- [AS TAREFAS]:
#1 Traduza para inglês esta frase do excerto sobre documentos eletrónicos: «As cópias de documentos eletrónicos que não permitam a verificação e a validação das assinaturas eletrónicas neles contidas poderão ter uma força probatória igual à do respetivo original, desde que sejam atestados por um notário e a parte contra quem são apresentadas não requeira a exibição do original.»
#2 Com base no excerto sobre documentos eletrónicos, responda:
(a) Qual é o número e a data do Decreto-Lei publicado em Diário da República?
(b) Que tipos de conteúdo a definição de documento eletrónico refere como exemplos?
(c) Como são, em regra, apreciados pelo Tribunal os documentos eletrónicos?

- [EXCERTO DO TEXTO]:
⟨

Foi ontem publicado, em Diário da República, o Decreto-Lei n.º 12/2021, de 9 de fevereiro, que assegura a execução, na ordem jurídica interna, do Regulamento (UE) 910/2014, relativo à identificação eletrónica e aos serviços de confiança para as transações eletrónicas no mercado interno (o “Regulamento”).

Este Decreto-Lei, que vem concretizar alguns aspetos do referido Regulamento e consolidar a legislação existente em Portugal nesta matéria (como é o caso do Decreto-Lei n.º 290-D/99, de 2 de agosto, e do respetivo Decreto Regulamentar), é aplicável: (i) aos documentos eletrónicos elaborados por particulares e pela Administração Pública; e (ii) aos sistemas de identificação eletrónica que sejam notificados pelos Estados-Membros da União Europeia, em tudo o que não se encontre previsto no Regulamento.

De seguida, apresentamos, por tópicos, o regime jurídico aplicável aos documentos eletrónicos e assinaturas eletrónicas resultante da leitura conjugada destes diplomas, sendo certo que muitas destas regras já se encontram atualmente em vigor por força da aplicação direta do Regulamento e dos diplomas nacionais a ele associados (entretanto revogados pelo presente Decreto-Lei).

II. Documentos Eletrónicos

  • Definição: qualquer conteúdo armazenado em formato eletrónico, nomeadamente texto ou gravação sonora, visual ou audiovisual.

  • Admissibilidade: são genericamente admitidos em Portugal e na União Europeia, não podendo ser negados efeitos legais nem admissibilidade enquanto prova em processo judicial a um documento eletrónico (ou cópia do mesmo) pelo simples facto de se apresentar em formato eletrónico.

  • Forma: quando o seu conteúdo seja suscetível de representação como declaração escrita, satisfazem o requisito legal de forma escrita.

  • Valor probatório: em regra, são livremente apreciados pelo Tribunal. Os documentos eletrónicos: (i) que satisfaçam o requisito legal de forma escrita e contenham uma assinatura eletrónica qualificada (ver “Assinaturas Eletrónicas” infra) têm a força probatória de um documento particular assinado; (ii) que não satisfaçam o requisito legal de forma escrita e contenham uma assinatura eletrónica qualificada, fazem força probatória plena dos factos e das coisas que representam, desde que a parte contra quem são apresentados não impugne a sua exatidão. As cópias de documentos eletrónicos que não permitam a verificação e a validação das assinaturas eletrónicas neles contidas poderão ter uma força probatória igual à do respetivo original, desde que sejam atestados por um notário e a parte contra quem são apresentadas não requeira a exibição do original.

⟩

- [MATERIAL FORNECIDO]:

⟨

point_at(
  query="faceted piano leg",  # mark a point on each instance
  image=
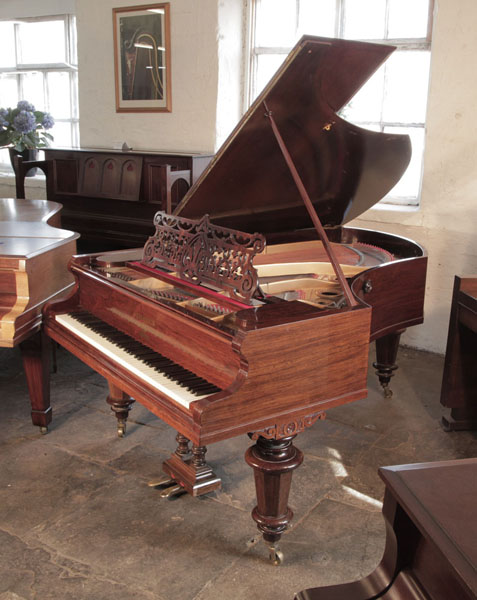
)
(192, 475)
(386, 354)
(273, 462)
(121, 404)
(36, 353)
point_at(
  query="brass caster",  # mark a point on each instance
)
(165, 480)
(275, 555)
(175, 490)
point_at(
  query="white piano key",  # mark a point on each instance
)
(170, 388)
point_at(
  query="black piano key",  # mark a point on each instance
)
(159, 363)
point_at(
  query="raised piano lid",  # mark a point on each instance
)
(345, 169)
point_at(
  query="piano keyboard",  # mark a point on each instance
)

⟩

- [SOLUÇÕES POR TAREFA]:
#1 Copies of electronic documents that do not allow the verification and validation of the electronic signatures they contain may have evidentiary force equal to that of the respective original, provided that they are certified by a notary and the party against whom they are presented does not request the production of the original.

#2
(a) Decreto-Lei n.º 12/2021, de 9 de fevereiro.
(b) Texto ou gravação sonora, visual ou audiovisual.
(c) São livremente apreciados pelo Tribunal.